STORED DATA ▸

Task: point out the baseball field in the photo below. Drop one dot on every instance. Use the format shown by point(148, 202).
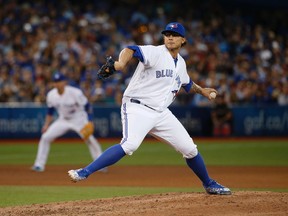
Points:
point(153, 181)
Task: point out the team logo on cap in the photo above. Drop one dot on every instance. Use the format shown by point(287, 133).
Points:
point(173, 25)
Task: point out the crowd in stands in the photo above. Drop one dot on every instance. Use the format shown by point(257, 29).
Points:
point(243, 55)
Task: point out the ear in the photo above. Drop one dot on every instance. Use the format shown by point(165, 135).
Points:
point(183, 41)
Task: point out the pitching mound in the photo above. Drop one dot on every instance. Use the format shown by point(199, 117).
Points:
point(240, 203)
point(166, 204)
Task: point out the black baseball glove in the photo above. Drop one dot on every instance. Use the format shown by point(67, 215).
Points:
point(107, 69)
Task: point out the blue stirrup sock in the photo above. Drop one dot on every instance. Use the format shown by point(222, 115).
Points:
point(198, 167)
point(107, 158)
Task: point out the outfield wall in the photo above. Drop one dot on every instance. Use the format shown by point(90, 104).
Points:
point(26, 122)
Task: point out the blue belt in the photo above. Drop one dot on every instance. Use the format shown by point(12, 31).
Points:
point(139, 102)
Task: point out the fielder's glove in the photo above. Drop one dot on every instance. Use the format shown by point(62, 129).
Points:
point(107, 69)
point(87, 130)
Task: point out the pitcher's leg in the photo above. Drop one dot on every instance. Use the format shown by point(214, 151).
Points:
point(94, 147)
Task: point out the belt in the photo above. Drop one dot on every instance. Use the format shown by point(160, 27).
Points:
point(139, 102)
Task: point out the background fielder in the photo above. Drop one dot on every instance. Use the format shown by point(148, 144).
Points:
point(160, 74)
point(74, 113)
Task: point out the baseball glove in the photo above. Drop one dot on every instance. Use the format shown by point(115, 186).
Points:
point(107, 69)
point(87, 130)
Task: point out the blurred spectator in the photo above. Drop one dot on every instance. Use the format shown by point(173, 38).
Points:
point(242, 53)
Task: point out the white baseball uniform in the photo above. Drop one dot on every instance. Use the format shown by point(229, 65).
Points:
point(151, 90)
point(71, 116)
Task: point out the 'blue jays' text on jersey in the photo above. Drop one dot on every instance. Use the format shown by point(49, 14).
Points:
point(157, 78)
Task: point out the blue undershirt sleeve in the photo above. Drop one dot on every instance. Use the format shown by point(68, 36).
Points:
point(89, 110)
point(50, 111)
point(188, 86)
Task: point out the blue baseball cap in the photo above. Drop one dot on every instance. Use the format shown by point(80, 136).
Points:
point(57, 77)
point(175, 27)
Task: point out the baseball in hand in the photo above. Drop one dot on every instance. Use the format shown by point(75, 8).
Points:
point(212, 95)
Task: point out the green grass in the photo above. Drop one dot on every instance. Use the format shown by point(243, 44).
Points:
point(215, 152)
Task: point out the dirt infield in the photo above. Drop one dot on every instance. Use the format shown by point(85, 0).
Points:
point(242, 202)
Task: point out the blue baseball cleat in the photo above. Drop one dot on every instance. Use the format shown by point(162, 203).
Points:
point(215, 188)
point(37, 169)
point(78, 175)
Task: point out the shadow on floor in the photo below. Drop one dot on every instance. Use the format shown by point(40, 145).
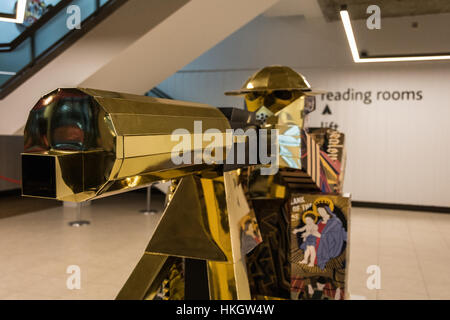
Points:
point(13, 204)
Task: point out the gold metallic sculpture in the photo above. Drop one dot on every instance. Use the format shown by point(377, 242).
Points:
point(221, 220)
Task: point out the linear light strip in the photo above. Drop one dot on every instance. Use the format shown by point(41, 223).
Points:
point(20, 13)
point(345, 17)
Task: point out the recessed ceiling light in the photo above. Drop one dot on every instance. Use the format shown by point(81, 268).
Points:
point(20, 13)
point(345, 17)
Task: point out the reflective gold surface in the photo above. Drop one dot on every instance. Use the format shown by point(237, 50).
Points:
point(83, 144)
point(273, 78)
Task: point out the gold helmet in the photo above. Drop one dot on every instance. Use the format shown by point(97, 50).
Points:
point(273, 87)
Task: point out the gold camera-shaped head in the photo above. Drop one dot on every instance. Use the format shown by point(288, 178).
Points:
point(273, 87)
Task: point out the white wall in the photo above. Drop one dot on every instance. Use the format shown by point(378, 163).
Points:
point(398, 151)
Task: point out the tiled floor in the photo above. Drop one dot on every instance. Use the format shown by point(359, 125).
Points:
point(412, 250)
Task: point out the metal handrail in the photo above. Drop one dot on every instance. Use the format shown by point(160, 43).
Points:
point(31, 30)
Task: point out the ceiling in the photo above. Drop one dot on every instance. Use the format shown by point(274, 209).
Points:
point(389, 8)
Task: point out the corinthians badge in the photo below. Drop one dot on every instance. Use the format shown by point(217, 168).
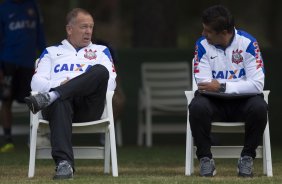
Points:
point(89, 54)
point(236, 56)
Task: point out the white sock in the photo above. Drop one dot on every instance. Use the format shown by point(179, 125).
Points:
point(53, 96)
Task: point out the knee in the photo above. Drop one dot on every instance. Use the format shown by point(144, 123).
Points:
point(259, 108)
point(198, 107)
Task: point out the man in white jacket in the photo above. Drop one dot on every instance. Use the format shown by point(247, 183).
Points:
point(229, 72)
point(72, 79)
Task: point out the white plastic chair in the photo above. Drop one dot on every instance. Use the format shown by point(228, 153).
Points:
point(161, 95)
point(263, 151)
point(105, 125)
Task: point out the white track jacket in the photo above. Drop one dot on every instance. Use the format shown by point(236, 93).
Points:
point(240, 65)
point(57, 63)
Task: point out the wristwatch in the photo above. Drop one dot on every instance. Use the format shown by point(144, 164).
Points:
point(222, 87)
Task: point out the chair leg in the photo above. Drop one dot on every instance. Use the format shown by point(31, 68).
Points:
point(32, 152)
point(148, 128)
point(267, 152)
point(107, 153)
point(113, 151)
point(119, 133)
point(189, 160)
point(140, 128)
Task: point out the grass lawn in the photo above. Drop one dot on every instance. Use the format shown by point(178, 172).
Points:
point(160, 164)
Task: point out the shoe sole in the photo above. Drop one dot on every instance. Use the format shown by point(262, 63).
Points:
point(29, 103)
point(63, 177)
point(244, 175)
point(209, 175)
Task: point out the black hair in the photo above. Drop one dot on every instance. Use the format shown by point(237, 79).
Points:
point(219, 18)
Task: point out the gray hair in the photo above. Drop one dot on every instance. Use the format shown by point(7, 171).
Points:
point(73, 14)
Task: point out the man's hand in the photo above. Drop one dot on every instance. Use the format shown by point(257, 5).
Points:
point(214, 86)
point(65, 81)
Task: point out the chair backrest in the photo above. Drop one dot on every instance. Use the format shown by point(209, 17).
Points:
point(165, 83)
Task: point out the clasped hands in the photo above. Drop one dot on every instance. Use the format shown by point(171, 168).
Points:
point(214, 86)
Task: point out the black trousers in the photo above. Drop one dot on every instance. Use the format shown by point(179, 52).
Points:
point(81, 99)
point(203, 110)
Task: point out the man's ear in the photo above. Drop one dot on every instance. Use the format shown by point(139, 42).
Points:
point(68, 29)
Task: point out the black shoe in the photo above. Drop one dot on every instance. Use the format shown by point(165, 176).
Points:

PROBLEM TO SOLVE ▸ Render every line of the listing above as a JSON array of strings, one string per line, skipping blank lines. Leave the pictures out.

THE OUTPUT ▸
[
  "Task: point out the baseball field in the photo below. Drop one dot on every instance. Use the format shown by point(148, 202).",
  "Points:",
  "point(153, 181)",
  "Task: point out the team logo on cap in the photo above. Drop one dot on every instance. Use the format shown by point(287, 133).",
  "Points:",
  "point(173, 25)",
  "Task: point out the crowd in stands in the photo above. Drop one dot on every instance. Use the format shown by point(257, 29).",
  "Points:",
  "point(243, 55)",
  "Task: point out the ear in the photo above. Drop one dot on every instance. Use the format shown by point(165, 135).",
  "Points:",
  "point(183, 41)",
  "Task: point out the pitching mound in the photo above. Drop one dot on every instance. Use the format shown by point(199, 117).",
  "Points:",
  "point(240, 203)",
  "point(166, 204)",
  "Task: point out the black baseball glove in the photo above. Drop one dot on every instance. Use the format shown by point(67, 215).",
  "Points:",
  "point(107, 69)",
  "Task: point out the blue stirrup sock in the photo above. Drop one dot on every instance. Use the format shown by point(222, 115).",
  "Points:",
  "point(198, 167)",
  "point(107, 158)",
  "Task: point out the outfield wall in the photo above. Drop one dot on every instance. Use the format shown by point(90, 104).",
  "Points:",
  "point(26, 122)",
  "Task: point out the blue belt in the photo above. Drop one dot on every instance. Use the format shown by point(12, 31).",
  "Points:",
  "point(139, 102)",
  "Task: point out the fielder's glove in the photo above. Drop one dot on every instance. Use the format shown by point(62, 129).",
  "Points:",
  "point(107, 69)",
  "point(87, 130)",
  "Task: point out the pitcher's leg in the photo above. Drop one dot on every instance. Use the format shown by point(214, 151).",
  "Points:",
  "point(94, 147)",
  "Task: point out the belt in the photo above. Drop one dot on every instance. Use the format shown by point(160, 27).",
  "Points:",
  "point(139, 102)",
  "Task: point out the background fielder in the photo above. Drop one dot on every instance. Use the format shown by point(148, 144).",
  "Points:",
  "point(160, 74)",
  "point(74, 113)",
  "Task: point out the baseball glove in the photo above. Drop one dot on every instance. Use the format shown by point(115, 186).",
  "Points:",
  "point(107, 69)",
  "point(87, 130)",
  "Task: point out the blurred spectator in the photo above. Drop one dot on every instance. Use the format shown by point(173, 38).",
  "Points:",
  "point(242, 53)",
  "Task: point out the white baseball uniform in the photo above. Drop one dot on every instance. Use the format shown by point(229, 65).",
  "Points:",
  "point(151, 90)",
  "point(71, 116)",
  "Task: point out the 'blue jays' text on jersey in the photo above. Drop one dot on every instance. Use the format shown by point(49, 14).",
  "Points:",
  "point(157, 78)",
  "Task: point out the blue undershirt sleeve in the photo above. Drop one dot on every instance. Use the format shown by point(68, 36).",
  "Points:",
  "point(89, 110)",
  "point(50, 111)",
  "point(188, 86)",
  "Task: point out the blue baseball cap in the photo above. Drop one dot on every instance. Use the format shown by point(80, 136).",
  "Points:",
  "point(57, 77)",
  "point(175, 27)",
  "Task: point out the baseball in hand in the photo above. Drop one dot on every instance. Use the format shown by point(75, 8).",
  "Points:",
  "point(212, 95)",
  "Task: point out the green grass in the photo above. Drop one dot on every instance. Use the format shown by point(243, 44).",
  "Points:",
  "point(215, 152)",
  "Task: point out the dirt infield in the photo above. Drop one dot on every instance. Use the format shown by point(85, 0).",
  "Points:",
  "point(242, 202)",
  "Task: point out the blue baseball cleat in the photo above. Drop one dot on every instance. Use the format shown by point(162, 203).",
  "Points:",
  "point(215, 188)",
  "point(37, 169)",
  "point(78, 175)",
  "Task: point out the shadow on floor in the photo below. Drop one dot on every instance. Use the format shown by point(40, 145).",
  "Points:",
  "point(13, 204)",
  "Task: point out the gold metallic sculpture in the photo above. Drop one dot on every instance. Use the format shown by point(377, 242).",
  "Points:",
  "point(221, 220)",
  "Task: point out the linear light strip in the photo above. Drop one dot on every instance. Use the format shown by point(41, 223).",
  "Points:",
  "point(20, 13)",
  "point(345, 17)",
  "Task: point out the recessed ceiling light in the photo above. Drop one dot on every instance. Use the format shown by point(81, 268).",
  "Points:",
  "point(20, 13)",
  "point(345, 17)",
  "Task: point out the reflective gold surface in the photo above. Drop one dot on every instance. Use the format shown by point(237, 50).",
  "Points:",
  "point(83, 144)",
  "point(273, 78)",
  "Task: point out the gold helmet in the photo above. Drop one dot on every instance. Use the format shown by point(97, 50).",
  "Points:",
  "point(273, 87)",
  "Task: point out the gold camera-shaped head in the photo above. Drop one dot on every instance. Use the format shown by point(288, 178).",
  "Points:",
  "point(273, 87)",
  "Task: point out the white wall in the photo above. Drop one dot on every instance. Use the format shown by point(378, 163).",
  "Points:",
  "point(398, 151)",
  "Task: point out the tiled floor in the photo above. Drop one dot on every instance. Use the format shown by point(359, 125).",
  "Points:",
  "point(412, 250)",
  "Task: point out the metal handrail in the photo above. Drop one dot on every instance. Use the format shown by point(160, 43).",
  "Points:",
  "point(31, 30)",
  "Task: point out the ceiling in the photo above. Drop one dot on every instance. Use the format shown by point(274, 209).",
  "Points:",
  "point(389, 8)",
  "Task: point out the corinthians badge in the photo below. Drop one dot on every instance. Use the format shown by point(217, 168).",
  "Points:",
  "point(89, 54)",
  "point(236, 56)",
  "Task: point out the white sock in the photo above. Drop one dot on every instance. Use the format shown by point(179, 125).",
  "Points:",
  "point(53, 96)",
  "Task: point out the knee in the photo above. Drop one dot on every instance. Use the format shown by point(144, 123).",
  "Points:",
  "point(259, 108)",
  "point(198, 107)",
  "Task: point out the man in white jacket in the photo above. Drop one dot on every instance. Use the format shown by point(247, 183).",
  "Points:",
  "point(229, 72)",
  "point(72, 79)",
  "Task: point out the white plastic chair in the photo above. Drop one dot on every instance. Use the format shown by point(228, 153).",
  "Points:",
  "point(161, 95)",
  "point(263, 151)",
  "point(105, 125)",
  "Task: point out the white track jacket in the photo above. Drop one dot on every instance. Use the format shown by point(236, 93).",
  "Points:",
  "point(240, 65)",
  "point(57, 63)",
  "Task: point out the wristwatch in the photo above. Drop one dot on every instance. Use the format shown by point(144, 164).",
  "Points:",
  "point(222, 87)",
  "Task: point out the chair leg in the photo above. Drop one dot on every instance. Use the format shown by point(31, 68).",
  "Points:",
  "point(32, 152)",
  "point(148, 128)",
  "point(267, 152)",
  "point(107, 153)",
  "point(113, 151)",
  "point(119, 133)",
  "point(189, 160)",
  "point(140, 128)",
  "Task: point out the grass lawn in the photo above. Drop one dot on every instance. Use the format shown by point(178, 172).",
  "Points:",
  "point(160, 164)",
  "Task: point out the shoe sole in the photo above. Drop one dot on every instance. Use the format shown by point(262, 63).",
  "Points:",
  "point(29, 103)",
  "point(63, 177)",
  "point(244, 175)",
  "point(209, 175)",
  "Task: point out the black hair in the photo above. Drop one dot on every instance. Use the format shown by point(237, 79).",
  "Points:",
  "point(219, 18)",
  "Task: point out the gray hair in the photo above. Drop one dot on every instance. Use the format shown by point(7, 171).",
  "Points:",
  "point(73, 14)",
  "Task: point out the man's hand in the photo above. Drop one dot on every instance. Use the format shown by point(257, 5).",
  "Points:",
  "point(214, 86)",
  "point(65, 81)",
  "Task: point out the chair backrest in the photo above. Drop one dot on every instance. Use the format shown by point(209, 17).",
  "Points:",
  "point(165, 83)",
  "Task: point out the clasped hands in the photo above. Drop one dot on every instance. Use the format shown by point(171, 168).",
  "Points:",
  "point(214, 86)",
  "Task: point out the black trousers in the photo above. Drop one dot on every instance. Use the format shown by point(179, 52).",
  "Points:",
  "point(81, 99)",
  "point(203, 110)",
  "Task: point out the man's ear in the photo above. Drop one dot on every instance. Use the format shown by point(139, 42).",
  "Points:",
  "point(68, 29)",
  "Task: point out the black shoe in the photo above. Drop one dot on every instance. Use the format shown by point(165, 176).",
  "Points:"
]